» **OBJETIVO DEL EJERCICIO**
¿Puedes actualizar el fragmento sobre la farándula desde "Esta fórmula ha" hasta "acostarse con ellas." y poner "artistas" en lugar de "faranduleros"?

==== FRAGMENTO

La jugada no es nueva, ni mucho menos. La fórmula de utilizar la farándula se emplea cada vez con mayor frecuencia. Lo han hecho en Ucrania, Israel, reiteradamente en Venezuela y en cuanto país hayan querido golpear, mal poner o satanizar. La receta consiste en dar rienda suelta a la civilización del espectáculo haciendo que los faranduleros  canten, bailen y envíen mensajes a través de las redes.
En la tradición cultural “el discurso hablado, recordado y escrito fue la columna vertebral de la conciencia”, dice Steiner[1], en un ensayo. Pero ahora en el mundo digital predominan la imagen y la disputa por las emociones. La música ocupa un espacio envolvente, que genera identidad y puede favorecer lo que Marx llamó la alienación –la ilusión de la mentira convertida en verdad-, pero que otros más recientemente han llamado la sociedad del espectáculo. Es ese mundo en el cual lo espontáneo, auténtico y verdadero se sustituye por lo artificial y falso.
Esta fórmula ha sido aplicada reiteradamente contra Venezuela. Todavía recordamos que la jornada de violencia de 2014 –las llamadas guarimbas- fue acompañada por el ruido macabro de faranduleros, algunos de los cuales no han tenido la dicha de pisar suelo venezolano. Alejandro Sanz, Paulina Rubio, Ricky Martin, Cher, Madonna, Ana Gabriel y Rihanna, como parte del engranaje alienante dijeron estar molestos con lo que aquí ocurría. La lista de los que se pronunciaron es muy larga. Añado a Marc Anthony, Marco Antonio Solís, Luis Fonsi, Jared Leto. Ah bueno, Juanes, Carlos Vives, Lucero, Alejandro Fernández, Chino, Nacho, Ricardo Arjona y dele. Hasta Molotov, grupo mexicano que predica un “Chinga a tu madre” y nos dice que “mejor no te metas donde nadie te llama/aquí nadie te quiere/porque no te ahorras tus comentarios” o que “el carnal de las estrellan” solo quiere acostarse con ellas.

========
==== INFORMACIÓN PROPORCIONADA

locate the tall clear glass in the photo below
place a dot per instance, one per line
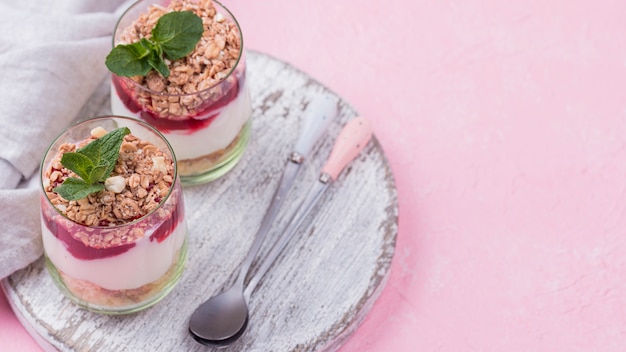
(203, 108)
(124, 267)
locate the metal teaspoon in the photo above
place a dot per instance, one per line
(222, 316)
(352, 139)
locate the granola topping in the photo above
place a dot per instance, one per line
(210, 62)
(142, 177)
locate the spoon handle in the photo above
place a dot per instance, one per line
(318, 115)
(353, 138)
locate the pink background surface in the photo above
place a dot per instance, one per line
(505, 126)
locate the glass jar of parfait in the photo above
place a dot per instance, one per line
(113, 215)
(201, 101)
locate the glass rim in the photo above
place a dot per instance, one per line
(164, 94)
(111, 117)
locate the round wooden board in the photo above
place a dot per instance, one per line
(318, 291)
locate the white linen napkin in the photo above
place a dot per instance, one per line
(52, 59)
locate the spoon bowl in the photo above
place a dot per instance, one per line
(220, 318)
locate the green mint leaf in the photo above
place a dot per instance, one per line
(174, 36)
(78, 163)
(93, 163)
(75, 188)
(178, 33)
(129, 60)
(105, 150)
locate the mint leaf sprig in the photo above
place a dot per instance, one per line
(93, 163)
(174, 36)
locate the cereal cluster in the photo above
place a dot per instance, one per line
(216, 54)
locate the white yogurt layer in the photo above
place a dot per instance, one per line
(217, 135)
(146, 262)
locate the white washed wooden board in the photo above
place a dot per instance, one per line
(315, 295)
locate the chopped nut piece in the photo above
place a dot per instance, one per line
(158, 164)
(115, 184)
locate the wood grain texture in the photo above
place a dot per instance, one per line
(318, 291)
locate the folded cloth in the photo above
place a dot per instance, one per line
(52, 59)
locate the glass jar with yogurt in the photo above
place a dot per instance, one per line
(203, 107)
(121, 249)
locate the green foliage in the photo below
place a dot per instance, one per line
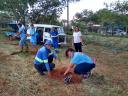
(115, 43)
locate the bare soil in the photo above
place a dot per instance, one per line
(19, 78)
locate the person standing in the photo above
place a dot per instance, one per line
(33, 39)
(23, 36)
(54, 36)
(77, 40)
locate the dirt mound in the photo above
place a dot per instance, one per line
(58, 75)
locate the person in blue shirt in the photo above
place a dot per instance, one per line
(80, 63)
(33, 35)
(43, 59)
(54, 36)
(23, 36)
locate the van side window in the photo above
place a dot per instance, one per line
(47, 29)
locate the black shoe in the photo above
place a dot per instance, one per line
(87, 75)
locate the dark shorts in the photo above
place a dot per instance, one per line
(83, 68)
(41, 68)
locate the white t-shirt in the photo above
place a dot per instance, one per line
(77, 37)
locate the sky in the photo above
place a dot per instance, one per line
(93, 5)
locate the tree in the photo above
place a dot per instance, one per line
(120, 7)
(66, 3)
(17, 8)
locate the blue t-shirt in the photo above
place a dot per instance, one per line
(54, 34)
(43, 54)
(33, 33)
(22, 32)
(79, 58)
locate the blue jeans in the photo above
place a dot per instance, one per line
(83, 68)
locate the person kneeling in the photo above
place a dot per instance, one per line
(43, 59)
(80, 63)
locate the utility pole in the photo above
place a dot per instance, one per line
(67, 14)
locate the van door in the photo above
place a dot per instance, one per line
(46, 34)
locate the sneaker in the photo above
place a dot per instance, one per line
(67, 79)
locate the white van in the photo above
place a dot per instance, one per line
(45, 29)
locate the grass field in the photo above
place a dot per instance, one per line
(110, 77)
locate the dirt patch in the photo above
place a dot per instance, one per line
(58, 75)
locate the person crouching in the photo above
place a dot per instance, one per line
(80, 63)
(43, 59)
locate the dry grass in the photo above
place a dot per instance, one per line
(19, 78)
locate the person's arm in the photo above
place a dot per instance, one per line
(70, 66)
(48, 68)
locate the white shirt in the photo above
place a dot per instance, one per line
(77, 37)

========

» **RESPUESTA ESCRITA**
Esta fórmula ha sido aplicada reiteradamente contra Venezuela. Todavía recordamos que la jornada de violencia de 2014 –las llamadas guarimbas- fue acompañada por el ruido macabro de artistas, algunos de los cuales no han tenido la dicha de pisar suelo venezolano. Alejandro Sanz, Paulina Rubio, Ricky Martin, Cher, Madonna, Ana Gabriel y Rihanna, como parte del engranaje alienante dijeron estar molestos con lo que aquí ocurría. La lista de los que se pronunciaron es muy larga. Añado a Marc Anthony, Marco Antonio Solís, Luis Fonsi, Jared Leto. Ah bueno, Juanes, Carlos Vives, Lucero, Alejandro Fernández, Chino, Nacho, Ricardo Arjona y dele. Hasta Molotov, grupo mexicano que predica un “Chinga a tu madre” y nos dice que “mejor no te metas donde nadie te llama/aquí nadie te quiere/porque no te ahorras tus comentarios” o que “el carnal de las estrellan” solo quiere acostarse con ellas.